• Point annotation dataset records:
-- begin --

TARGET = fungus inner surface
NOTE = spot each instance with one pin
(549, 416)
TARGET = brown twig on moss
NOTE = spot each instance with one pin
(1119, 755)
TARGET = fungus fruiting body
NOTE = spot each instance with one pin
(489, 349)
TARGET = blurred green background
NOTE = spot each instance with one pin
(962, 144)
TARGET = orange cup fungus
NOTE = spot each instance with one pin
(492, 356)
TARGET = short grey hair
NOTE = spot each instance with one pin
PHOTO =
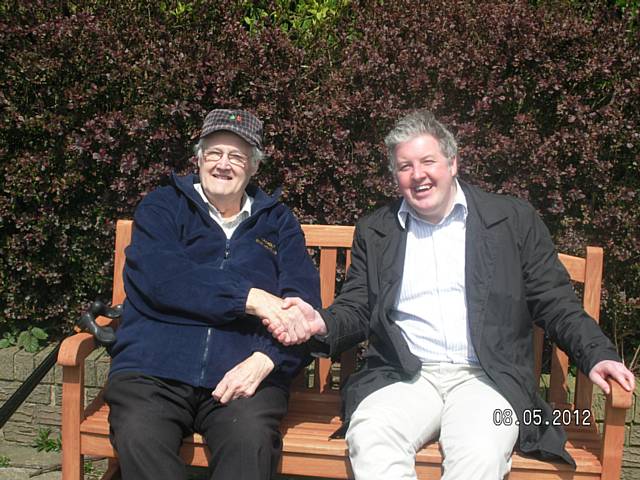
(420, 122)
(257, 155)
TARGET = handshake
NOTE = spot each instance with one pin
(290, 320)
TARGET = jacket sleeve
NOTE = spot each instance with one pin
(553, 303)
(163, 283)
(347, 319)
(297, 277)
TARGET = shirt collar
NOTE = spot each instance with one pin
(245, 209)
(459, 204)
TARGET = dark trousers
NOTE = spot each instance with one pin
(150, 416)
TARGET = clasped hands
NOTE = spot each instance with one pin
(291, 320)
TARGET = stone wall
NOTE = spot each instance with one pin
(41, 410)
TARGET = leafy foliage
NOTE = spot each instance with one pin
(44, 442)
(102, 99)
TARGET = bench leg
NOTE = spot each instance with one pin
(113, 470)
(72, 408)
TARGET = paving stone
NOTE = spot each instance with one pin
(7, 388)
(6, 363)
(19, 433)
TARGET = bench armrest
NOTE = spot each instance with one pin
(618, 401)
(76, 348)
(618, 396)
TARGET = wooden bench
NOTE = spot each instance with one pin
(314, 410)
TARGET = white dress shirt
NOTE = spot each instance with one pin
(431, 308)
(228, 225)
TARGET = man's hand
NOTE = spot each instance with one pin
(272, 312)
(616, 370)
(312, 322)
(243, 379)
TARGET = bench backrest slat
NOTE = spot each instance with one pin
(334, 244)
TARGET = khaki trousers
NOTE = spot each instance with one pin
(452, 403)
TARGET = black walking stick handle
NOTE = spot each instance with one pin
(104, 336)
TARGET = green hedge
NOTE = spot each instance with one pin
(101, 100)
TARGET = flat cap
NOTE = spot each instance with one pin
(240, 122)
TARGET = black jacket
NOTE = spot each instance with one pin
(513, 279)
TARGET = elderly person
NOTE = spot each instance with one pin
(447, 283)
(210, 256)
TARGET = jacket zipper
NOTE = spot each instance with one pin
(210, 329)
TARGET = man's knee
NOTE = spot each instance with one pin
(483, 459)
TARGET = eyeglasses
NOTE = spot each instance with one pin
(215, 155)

-- end --

• THE EXERCISE: Retype the whole listing, keeping every line identical and omitting all pictures.

• REPLY:
TARGET = fungus inner surface
NOTE = spot each instance with one pin
(549, 416)
TARGET = brown twig on moss
NOTE = spot each instance with one pin
(1119, 755)
TARGET = fungus fruiting body
NOTE = spot each instance with one pin
(489, 349)
TARGET = blurred green background
NOTE = spot each instance with one pin
(962, 144)
TARGET = orange cup fungus
NOTE = spot each instance with one pin
(492, 356)
TARGET = short grey hair
NOTE = spot each instance with one pin
PHOTO =
(420, 122)
(257, 155)
TARGET = handshake
NOTE = spot each instance with one pin
(290, 320)
TARGET = jacket sleeve
NOTE = spot each instance with one pin
(553, 303)
(163, 283)
(347, 319)
(297, 277)
TARGET = shirt collar
NOTE = spot each instance with one pin
(245, 209)
(459, 204)
TARGET = dark trousers
NOTE = spot each instance with one pin
(150, 416)
TARGET = clasped hands
NOTE = spot each instance with one pin
(291, 320)
TARGET = stone wall
NOTE = spot each instance with one pin
(41, 410)
TARGET = leafy foliage
NOTE = spot each instance with one pin
(44, 442)
(102, 99)
TARGET = bench leg
NOTE = spot each instance with one pin
(113, 470)
(72, 408)
TARGET = paving stone
NOTE = spot each instance with one pin
(7, 388)
(6, 363)
(19, 433)
TARGET = bench armrest
NOTE = spot each instance with one pin
(618, 401)
(76, 348)
(618, 396)
TARGET = wooden bench
NOTE = spot each instance with one pin
(314, 410)
TARGET = white dress shirt
NOTE = spot each instance with one pin
(431, 308)
(228, 225)
TARGET = man's hand
NOTE = spot each instance with one pin
(272, 312)
(616, 370)
(312, 322)
(243, 379)
TARGET = bench backrest slat
NOTE = spot each instance with one pin
(334, 244)
TARGET = khaki trousers
NOTE = spot each instance with one pin
(452, 403)
TARGET = black walking stick handle
NOTE = spot each instance with one pin
(104, 336)
TARGET = green hedge
NOTE = spot each instance with one pin
(101, 100)
TARGET = flat cap
NOTE = spot each instance with one pin
(240, 122)
TARGET = black jacket
NOTE = spot each instance with one pin
(513, 279)
TARGET = elderly person
NOTE = spot each instance with one pin
(447, 283)
(210, 256)
TARGET = jacket zipper
NOTE = spot each instance with one pin
(210, 329)
TARGET = man's knee
NOTE = spot each instance with one pin
(483, 459)
TARGET = eyeglasses
NOTE = spot each instance with one pin
(215, 155)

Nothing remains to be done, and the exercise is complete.